- Short exercise
Duplicate the passage of the Graph Search article starting with "The Facebook line" and going on through "preview, or beta.".

- Text provided
>>>

Facebook introduces Graph Search
16th January 2013
Facebook introduced the latest feature to its dominant social platform yesterday at its corporate HQ. Graph Search, which Mark Zuckerburg referred to as Facebook's 'Third Pillar' after Timeline and News Feed, is intended to allow users to search People, Photos, Places and Interests within the platform.

The Facebook line on this latest development:
"Today we're announcing a new way to navigate these connections and make them more useful. We're calling it Graph Search, and it starts today with a limited preview, or beta.
When Facebook first launched, the main way most people used the site was to browse around, learn about people and make new connections. Graph Search takes us back to our roots and allows people to use the graph to make new connections."
So the new feature will introduce a behavioural change and reintroduce browsing as a means to engage with the site. This is important for a couple reasons; most obviously as a challenge and distinction to search engines like Google and Bing. Currently users searching the web have results returned by Bing and basic searches return profiles or business profiles. Graph Search proposes to change this by using intuitive language to search more of the internal content while developing the necessary technology of a powerful search algorithm.

<<<

(Location identification entries)
>>>

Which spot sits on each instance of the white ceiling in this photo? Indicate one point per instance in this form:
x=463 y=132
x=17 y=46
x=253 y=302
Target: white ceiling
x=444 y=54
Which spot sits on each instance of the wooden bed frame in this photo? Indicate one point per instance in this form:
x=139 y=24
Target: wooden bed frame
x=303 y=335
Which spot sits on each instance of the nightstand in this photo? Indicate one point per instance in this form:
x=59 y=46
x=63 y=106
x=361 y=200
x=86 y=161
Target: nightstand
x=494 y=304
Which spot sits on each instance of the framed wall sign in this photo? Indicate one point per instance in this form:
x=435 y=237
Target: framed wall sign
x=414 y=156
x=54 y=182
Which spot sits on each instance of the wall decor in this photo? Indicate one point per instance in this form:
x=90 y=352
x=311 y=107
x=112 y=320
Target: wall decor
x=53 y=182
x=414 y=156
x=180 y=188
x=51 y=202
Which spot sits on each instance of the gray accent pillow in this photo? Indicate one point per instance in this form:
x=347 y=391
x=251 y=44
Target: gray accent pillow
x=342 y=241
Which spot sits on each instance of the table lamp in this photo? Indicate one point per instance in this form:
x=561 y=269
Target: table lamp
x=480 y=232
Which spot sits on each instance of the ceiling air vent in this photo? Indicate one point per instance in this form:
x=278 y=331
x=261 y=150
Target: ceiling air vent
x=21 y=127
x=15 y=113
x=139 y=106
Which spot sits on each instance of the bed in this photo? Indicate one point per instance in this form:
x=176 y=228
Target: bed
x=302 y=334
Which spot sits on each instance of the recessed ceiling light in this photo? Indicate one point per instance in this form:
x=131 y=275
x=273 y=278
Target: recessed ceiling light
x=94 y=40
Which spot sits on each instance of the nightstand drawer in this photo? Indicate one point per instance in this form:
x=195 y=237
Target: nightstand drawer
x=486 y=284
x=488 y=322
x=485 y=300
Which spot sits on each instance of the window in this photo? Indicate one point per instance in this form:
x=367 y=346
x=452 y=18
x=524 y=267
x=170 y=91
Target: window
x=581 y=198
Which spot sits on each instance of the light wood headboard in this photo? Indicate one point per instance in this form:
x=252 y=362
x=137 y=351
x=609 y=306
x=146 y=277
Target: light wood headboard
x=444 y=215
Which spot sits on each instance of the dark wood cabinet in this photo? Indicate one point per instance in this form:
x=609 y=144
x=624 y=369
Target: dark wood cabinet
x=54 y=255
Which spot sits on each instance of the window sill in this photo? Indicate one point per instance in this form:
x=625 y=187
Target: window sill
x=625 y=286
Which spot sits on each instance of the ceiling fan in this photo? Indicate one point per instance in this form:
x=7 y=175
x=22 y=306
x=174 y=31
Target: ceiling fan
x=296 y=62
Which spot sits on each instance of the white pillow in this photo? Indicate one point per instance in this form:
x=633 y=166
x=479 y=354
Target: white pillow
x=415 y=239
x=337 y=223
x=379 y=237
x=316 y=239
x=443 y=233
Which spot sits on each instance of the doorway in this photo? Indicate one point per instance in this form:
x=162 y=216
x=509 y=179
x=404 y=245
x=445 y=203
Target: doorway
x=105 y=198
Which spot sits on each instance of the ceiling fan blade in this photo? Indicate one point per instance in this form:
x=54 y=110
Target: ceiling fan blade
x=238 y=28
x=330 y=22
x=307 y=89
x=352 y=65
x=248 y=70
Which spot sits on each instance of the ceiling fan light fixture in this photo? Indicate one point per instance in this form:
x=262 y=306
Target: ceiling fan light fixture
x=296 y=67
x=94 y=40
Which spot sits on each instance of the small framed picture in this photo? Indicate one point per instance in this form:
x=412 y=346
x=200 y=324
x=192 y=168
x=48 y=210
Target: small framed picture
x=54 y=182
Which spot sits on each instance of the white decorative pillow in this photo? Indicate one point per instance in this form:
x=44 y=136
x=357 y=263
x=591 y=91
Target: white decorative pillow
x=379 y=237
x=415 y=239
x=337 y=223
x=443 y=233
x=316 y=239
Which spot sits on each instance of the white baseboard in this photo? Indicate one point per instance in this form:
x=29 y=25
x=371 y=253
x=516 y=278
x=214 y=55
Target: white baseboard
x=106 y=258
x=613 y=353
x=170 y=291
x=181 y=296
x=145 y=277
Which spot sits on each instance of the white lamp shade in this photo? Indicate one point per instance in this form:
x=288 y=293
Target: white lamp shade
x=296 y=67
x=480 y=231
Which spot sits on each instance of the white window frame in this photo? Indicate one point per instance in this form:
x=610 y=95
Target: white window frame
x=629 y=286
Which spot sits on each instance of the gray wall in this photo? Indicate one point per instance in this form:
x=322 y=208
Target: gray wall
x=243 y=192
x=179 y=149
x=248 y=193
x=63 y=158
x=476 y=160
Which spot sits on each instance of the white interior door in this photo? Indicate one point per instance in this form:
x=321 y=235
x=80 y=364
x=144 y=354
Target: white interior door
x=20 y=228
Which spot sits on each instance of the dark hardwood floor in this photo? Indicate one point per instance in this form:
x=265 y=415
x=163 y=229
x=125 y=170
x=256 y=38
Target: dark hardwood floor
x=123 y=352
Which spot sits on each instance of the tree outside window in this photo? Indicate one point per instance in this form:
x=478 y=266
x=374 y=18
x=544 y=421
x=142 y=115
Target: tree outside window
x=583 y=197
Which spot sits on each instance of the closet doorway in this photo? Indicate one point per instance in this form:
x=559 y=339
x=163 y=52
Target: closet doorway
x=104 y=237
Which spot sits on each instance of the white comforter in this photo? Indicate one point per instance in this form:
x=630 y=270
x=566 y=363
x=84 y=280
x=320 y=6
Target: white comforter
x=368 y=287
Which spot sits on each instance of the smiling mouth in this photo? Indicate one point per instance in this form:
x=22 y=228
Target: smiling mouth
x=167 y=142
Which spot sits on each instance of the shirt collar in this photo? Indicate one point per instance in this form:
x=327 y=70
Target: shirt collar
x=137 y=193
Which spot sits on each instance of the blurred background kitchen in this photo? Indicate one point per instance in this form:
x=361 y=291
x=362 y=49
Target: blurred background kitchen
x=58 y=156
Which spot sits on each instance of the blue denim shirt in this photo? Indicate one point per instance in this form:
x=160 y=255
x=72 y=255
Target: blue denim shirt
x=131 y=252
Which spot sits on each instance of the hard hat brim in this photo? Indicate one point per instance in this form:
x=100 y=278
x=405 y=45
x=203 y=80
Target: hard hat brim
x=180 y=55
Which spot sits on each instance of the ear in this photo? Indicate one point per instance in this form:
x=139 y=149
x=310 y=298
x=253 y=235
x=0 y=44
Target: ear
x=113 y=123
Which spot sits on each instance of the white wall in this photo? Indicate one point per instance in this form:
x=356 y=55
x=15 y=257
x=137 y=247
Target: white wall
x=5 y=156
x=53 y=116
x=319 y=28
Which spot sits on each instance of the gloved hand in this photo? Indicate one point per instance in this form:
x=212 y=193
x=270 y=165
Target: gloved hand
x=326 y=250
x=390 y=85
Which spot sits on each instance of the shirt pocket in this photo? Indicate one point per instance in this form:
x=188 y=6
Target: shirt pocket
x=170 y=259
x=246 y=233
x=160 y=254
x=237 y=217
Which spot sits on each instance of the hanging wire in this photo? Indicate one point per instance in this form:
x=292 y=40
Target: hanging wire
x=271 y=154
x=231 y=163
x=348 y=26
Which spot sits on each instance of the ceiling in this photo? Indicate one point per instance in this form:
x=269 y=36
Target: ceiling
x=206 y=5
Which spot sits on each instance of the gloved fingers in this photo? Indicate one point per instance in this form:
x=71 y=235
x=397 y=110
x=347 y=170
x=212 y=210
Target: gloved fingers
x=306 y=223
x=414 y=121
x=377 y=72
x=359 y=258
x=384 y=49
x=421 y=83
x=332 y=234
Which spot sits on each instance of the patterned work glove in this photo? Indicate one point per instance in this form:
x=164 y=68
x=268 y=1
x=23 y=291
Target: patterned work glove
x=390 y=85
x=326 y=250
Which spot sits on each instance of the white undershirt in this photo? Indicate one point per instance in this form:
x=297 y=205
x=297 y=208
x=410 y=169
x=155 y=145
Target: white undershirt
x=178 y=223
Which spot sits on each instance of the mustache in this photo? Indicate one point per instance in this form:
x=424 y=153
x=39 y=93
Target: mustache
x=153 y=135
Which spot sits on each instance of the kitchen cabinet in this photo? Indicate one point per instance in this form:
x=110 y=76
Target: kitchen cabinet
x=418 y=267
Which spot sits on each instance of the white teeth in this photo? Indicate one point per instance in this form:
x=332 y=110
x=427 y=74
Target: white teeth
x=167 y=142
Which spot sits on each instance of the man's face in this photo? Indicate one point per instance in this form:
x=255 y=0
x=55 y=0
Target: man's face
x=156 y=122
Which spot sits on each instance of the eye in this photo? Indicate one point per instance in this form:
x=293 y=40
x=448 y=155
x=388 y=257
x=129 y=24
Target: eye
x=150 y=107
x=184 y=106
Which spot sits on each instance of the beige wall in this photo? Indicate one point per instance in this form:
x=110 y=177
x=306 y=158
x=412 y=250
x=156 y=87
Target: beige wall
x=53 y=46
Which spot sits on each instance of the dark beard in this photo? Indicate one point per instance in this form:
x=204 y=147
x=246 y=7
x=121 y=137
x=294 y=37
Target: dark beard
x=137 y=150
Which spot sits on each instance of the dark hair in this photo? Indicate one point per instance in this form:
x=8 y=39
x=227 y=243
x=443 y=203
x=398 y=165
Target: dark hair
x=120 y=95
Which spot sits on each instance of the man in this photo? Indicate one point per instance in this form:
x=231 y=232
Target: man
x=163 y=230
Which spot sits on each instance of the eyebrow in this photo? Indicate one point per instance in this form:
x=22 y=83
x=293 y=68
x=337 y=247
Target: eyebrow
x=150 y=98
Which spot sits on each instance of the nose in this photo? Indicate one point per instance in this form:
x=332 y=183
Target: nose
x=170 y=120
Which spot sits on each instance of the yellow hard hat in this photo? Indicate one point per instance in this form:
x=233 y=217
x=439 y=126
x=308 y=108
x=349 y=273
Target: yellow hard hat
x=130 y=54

<<<

- Task answer
The Facebook line on this latest development:
"Today we're announcing a new way to navigate these connections and make them more useful. We're calling it Graph Search, and it starts today with a limited preview, or beta.